[YOUR ASSIGNMENT]
Reproduce the material below exactly, starting at the line that contains "negative clicks: (326, 305)" and continuing through the end of the material.

[DATASET EXCERPTS]
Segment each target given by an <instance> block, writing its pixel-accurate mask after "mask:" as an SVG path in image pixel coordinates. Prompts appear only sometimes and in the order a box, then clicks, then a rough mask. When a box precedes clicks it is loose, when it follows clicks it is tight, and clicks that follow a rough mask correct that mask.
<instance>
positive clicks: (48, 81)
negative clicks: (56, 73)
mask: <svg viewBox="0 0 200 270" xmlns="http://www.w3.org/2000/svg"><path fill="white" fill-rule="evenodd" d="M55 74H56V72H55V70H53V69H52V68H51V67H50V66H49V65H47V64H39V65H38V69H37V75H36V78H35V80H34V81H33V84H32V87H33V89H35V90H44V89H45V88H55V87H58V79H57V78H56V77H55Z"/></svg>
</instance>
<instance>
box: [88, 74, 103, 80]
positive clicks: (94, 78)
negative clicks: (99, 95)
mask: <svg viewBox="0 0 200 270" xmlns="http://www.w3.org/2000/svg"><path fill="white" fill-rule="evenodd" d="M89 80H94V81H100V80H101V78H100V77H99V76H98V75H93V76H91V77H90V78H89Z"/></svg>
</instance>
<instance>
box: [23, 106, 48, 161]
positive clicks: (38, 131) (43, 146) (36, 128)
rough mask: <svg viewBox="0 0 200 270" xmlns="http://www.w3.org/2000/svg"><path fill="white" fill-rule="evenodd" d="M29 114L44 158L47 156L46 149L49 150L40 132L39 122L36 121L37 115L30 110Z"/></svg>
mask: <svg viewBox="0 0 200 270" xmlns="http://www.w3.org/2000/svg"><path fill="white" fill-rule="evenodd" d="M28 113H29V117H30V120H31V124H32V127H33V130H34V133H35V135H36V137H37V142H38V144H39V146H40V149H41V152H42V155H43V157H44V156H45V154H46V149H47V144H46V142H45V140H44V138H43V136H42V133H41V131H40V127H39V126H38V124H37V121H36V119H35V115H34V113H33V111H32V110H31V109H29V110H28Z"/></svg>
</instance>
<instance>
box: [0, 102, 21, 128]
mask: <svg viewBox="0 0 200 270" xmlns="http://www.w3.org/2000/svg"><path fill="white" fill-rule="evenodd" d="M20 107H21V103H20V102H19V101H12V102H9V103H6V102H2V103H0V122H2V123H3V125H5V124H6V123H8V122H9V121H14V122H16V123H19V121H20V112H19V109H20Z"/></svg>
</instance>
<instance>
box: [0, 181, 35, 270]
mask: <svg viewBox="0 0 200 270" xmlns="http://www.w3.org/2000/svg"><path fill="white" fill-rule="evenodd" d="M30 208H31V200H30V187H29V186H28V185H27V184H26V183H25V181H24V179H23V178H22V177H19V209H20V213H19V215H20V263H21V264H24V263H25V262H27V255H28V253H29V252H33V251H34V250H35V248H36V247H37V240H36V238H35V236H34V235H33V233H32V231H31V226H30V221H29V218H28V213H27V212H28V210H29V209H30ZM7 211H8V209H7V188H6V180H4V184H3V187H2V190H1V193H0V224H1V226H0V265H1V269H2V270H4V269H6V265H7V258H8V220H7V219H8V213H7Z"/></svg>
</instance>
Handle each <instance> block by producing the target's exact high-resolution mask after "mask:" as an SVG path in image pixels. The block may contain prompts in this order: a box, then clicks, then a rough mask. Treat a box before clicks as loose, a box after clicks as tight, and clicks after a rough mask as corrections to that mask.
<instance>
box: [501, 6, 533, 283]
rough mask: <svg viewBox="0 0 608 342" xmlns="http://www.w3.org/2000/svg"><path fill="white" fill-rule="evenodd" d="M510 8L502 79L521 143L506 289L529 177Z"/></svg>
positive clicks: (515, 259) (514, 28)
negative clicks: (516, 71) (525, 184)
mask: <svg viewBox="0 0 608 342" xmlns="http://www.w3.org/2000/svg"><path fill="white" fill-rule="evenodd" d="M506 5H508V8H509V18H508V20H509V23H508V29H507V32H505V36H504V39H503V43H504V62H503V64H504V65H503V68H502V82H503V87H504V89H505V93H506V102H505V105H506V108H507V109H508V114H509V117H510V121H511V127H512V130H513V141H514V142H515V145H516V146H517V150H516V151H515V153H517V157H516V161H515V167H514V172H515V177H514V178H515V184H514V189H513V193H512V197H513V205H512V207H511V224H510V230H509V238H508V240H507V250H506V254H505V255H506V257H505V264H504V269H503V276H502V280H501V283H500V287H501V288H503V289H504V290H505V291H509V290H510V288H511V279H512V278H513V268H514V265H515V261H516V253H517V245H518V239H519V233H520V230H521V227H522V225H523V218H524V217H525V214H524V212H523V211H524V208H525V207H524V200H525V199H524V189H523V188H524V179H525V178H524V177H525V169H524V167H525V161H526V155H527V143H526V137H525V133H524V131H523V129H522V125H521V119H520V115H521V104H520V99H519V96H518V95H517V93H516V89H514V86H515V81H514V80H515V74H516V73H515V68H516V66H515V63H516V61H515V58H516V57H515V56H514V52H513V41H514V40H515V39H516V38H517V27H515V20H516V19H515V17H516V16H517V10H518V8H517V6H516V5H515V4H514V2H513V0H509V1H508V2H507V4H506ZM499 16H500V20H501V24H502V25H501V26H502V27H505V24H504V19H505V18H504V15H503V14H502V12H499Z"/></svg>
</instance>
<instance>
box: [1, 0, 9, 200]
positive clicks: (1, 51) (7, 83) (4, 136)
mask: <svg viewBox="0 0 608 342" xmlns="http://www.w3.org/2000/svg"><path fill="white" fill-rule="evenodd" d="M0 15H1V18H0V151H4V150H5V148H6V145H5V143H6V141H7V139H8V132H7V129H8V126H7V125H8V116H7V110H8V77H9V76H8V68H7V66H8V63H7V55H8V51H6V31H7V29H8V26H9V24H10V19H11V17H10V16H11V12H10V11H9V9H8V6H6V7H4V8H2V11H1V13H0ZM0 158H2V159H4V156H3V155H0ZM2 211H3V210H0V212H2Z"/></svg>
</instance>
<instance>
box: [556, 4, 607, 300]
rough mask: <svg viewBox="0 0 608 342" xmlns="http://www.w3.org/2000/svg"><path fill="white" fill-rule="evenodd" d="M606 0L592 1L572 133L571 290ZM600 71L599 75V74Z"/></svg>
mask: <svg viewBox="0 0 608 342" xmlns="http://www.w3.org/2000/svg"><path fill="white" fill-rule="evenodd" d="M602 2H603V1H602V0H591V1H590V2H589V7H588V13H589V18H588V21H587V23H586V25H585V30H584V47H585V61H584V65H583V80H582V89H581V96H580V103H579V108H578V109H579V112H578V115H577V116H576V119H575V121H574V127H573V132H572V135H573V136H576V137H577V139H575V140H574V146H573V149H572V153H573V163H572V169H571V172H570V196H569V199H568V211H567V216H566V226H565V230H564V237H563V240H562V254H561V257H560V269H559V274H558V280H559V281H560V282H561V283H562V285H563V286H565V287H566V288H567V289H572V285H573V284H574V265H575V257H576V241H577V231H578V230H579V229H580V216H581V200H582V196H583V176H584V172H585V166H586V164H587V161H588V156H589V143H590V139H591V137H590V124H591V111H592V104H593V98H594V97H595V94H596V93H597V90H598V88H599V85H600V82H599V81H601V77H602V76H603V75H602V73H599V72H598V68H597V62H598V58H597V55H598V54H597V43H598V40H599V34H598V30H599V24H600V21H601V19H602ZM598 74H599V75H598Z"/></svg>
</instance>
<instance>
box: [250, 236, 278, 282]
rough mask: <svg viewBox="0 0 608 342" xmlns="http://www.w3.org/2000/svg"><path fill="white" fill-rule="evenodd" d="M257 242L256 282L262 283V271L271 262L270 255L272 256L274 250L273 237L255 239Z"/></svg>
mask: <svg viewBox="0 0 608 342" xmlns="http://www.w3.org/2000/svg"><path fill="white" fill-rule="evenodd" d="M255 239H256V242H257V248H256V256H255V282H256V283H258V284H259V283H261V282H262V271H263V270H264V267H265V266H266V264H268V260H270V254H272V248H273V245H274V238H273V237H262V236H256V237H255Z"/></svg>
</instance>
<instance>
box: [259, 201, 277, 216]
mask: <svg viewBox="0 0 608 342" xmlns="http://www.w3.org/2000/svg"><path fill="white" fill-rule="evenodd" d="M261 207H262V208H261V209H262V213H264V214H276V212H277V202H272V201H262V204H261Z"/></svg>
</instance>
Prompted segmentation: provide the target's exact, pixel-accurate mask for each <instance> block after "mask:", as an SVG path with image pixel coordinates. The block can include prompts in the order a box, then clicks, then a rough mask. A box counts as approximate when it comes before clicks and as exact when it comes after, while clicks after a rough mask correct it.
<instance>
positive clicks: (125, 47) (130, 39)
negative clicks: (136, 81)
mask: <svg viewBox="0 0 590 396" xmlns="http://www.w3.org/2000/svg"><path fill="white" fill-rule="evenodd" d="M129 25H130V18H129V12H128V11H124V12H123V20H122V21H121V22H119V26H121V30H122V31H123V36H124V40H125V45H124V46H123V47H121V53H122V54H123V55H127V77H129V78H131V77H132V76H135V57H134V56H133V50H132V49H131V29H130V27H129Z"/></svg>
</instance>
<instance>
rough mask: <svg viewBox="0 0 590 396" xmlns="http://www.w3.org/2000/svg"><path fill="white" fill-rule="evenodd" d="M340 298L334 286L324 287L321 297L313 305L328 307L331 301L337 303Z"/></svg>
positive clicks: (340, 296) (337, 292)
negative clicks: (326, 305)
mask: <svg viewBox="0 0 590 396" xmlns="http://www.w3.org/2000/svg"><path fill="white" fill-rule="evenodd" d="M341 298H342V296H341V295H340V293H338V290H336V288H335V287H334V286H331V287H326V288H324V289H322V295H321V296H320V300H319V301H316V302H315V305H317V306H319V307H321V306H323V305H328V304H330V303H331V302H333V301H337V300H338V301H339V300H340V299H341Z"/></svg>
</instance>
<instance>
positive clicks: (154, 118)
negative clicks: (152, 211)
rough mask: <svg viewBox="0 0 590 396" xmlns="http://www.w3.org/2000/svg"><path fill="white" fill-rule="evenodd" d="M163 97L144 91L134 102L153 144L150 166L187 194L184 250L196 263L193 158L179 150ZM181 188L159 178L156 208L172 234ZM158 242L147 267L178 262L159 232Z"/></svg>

[ANSWER FOR THE TASK]
negative clicks: (326, 305)
mask: <svg viewBox="0 0 590 396" xmlns="http://www.w3.org/2000/svg"><path fill="white" fill-rule="evenodd" d="M341 298H342V296H341V295H340V293H338V290H336V288H335V287H334V286H331V287H326V288H324V289H322V295H321V296H320V300H319V301H316V302H315V305H317V306H319V307H321V306H323V305H328V304H330V303H331V302H333V301H337V300H338V301H339V300H340V299H341Z"/></svg>
</instance>
<instance>
positive clicks: (154, 118)
negative clicks: (152, 211)
rough mask: <svg viewBox="0 0 590 396" xmlns="http://www.w3.org/2000/svg"><path fill="white" fill-rule="evenodd" d="M163 97L144 91L134 102L153 144L150 166L187 194L184 250L196 263L193 158L179 150ZM181 188L159 178L156 208L172 234ZM158 242L147 267L178 262L159 232Z"/></svg>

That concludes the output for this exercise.